Brano fornito:
────
In ogni caso, non era di questo che volevo parlare. Oggi mi sento una logorroica mentale. 

Sto pensando, da troppi giorni, a troppe cose, troppo. Il problema è che tutto questo pensare si è accumulato e ora è venuto fuori. 

Ciò a cui ho pensato tanto tanto tanto sono le relazioni sociali e tutti i loro meccanismi.

La sensazione che ho è quella di vivere in una bolla, in cui osservo. Io osservo tutto. Vedo tutto. Non partecipo mai. Mamma diceva che da piccola ero una bambina molto energica ma anche molto seria. E ci credo davvero. So che ero davvero così. Perché non sono cambiata di una virgola. Sono innamorata della vita ma, chissà perché, non riesco mai a farne parte completamente, come vorrei. Tutt’oggi, teoricamente, osservo tanti tipi di relazioni sociali, i meccanismi di creazione e disfatta di un legame. Tuttavia, sto ancora cercando di capire come possa farmi coinvolgere in tutto questo. Mi spiego: aldilà dei miei legami intimi, non riesco davvero ad essere una persona veramente e adeguatamente integrata. C’è sempre quella sensazione di puro disagio, di voglia di andarmene a fare altro, se mi trovo in gruppo di persone. Il problema si presenta in quelle occasioni di pura vita sociale, come spesso accade in una comunità universitaria, quando sento di dover essere un'altra persona.
────
(Dati di localizzazione dei punti)
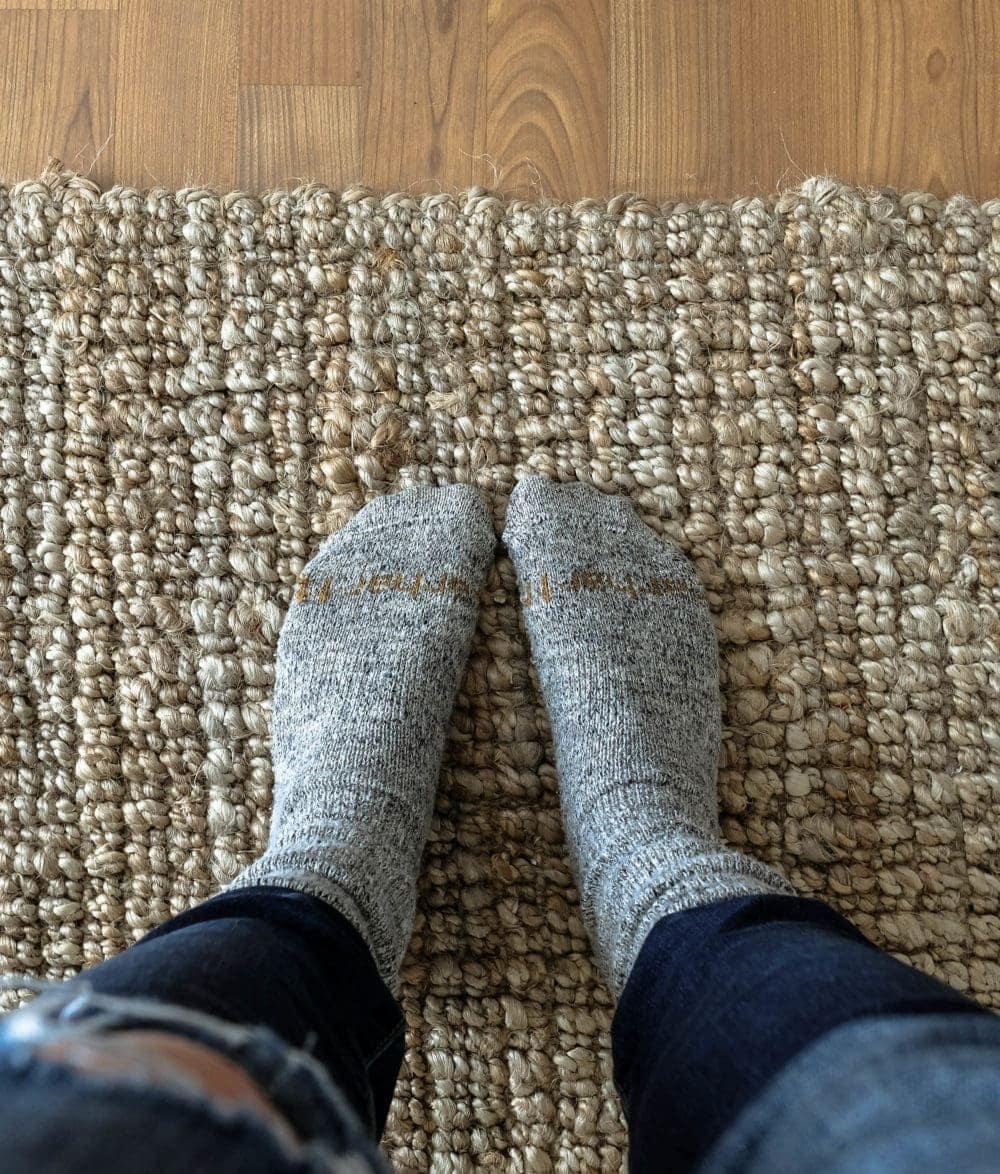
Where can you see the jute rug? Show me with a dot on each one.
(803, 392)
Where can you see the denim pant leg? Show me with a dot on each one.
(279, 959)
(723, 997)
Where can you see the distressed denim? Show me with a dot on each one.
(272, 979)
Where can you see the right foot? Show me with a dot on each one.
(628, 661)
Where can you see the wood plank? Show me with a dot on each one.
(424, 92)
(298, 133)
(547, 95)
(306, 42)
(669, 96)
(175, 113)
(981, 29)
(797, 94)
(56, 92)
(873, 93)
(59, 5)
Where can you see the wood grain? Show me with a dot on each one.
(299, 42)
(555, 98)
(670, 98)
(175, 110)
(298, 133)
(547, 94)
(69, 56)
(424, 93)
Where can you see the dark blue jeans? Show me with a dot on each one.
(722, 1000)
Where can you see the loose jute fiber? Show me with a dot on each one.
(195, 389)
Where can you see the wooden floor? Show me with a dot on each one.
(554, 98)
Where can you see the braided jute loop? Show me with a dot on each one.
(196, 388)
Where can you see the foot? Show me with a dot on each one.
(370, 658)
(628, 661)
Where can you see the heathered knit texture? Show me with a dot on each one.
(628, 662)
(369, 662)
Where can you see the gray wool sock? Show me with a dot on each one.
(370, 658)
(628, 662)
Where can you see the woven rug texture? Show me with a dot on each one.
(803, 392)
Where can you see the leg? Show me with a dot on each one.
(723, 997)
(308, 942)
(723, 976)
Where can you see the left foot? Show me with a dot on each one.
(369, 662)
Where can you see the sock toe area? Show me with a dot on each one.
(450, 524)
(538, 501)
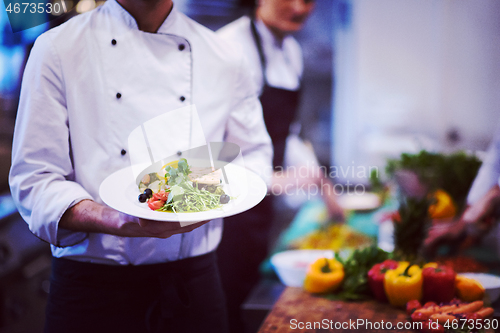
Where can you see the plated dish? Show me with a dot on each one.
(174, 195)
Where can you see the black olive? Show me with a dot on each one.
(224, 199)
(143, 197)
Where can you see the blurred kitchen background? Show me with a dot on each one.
────
Trascrivi dal brano tutte le frasi in cui compare la parola «davvero».

Soluzione:
- «E ci credo davvero.»
- «So che ero davvero così.»
- «Mi spiego: aldilà dei miei legami intimi, non riesco davvero ad essere una persona veramente e adeguatamente integrata.»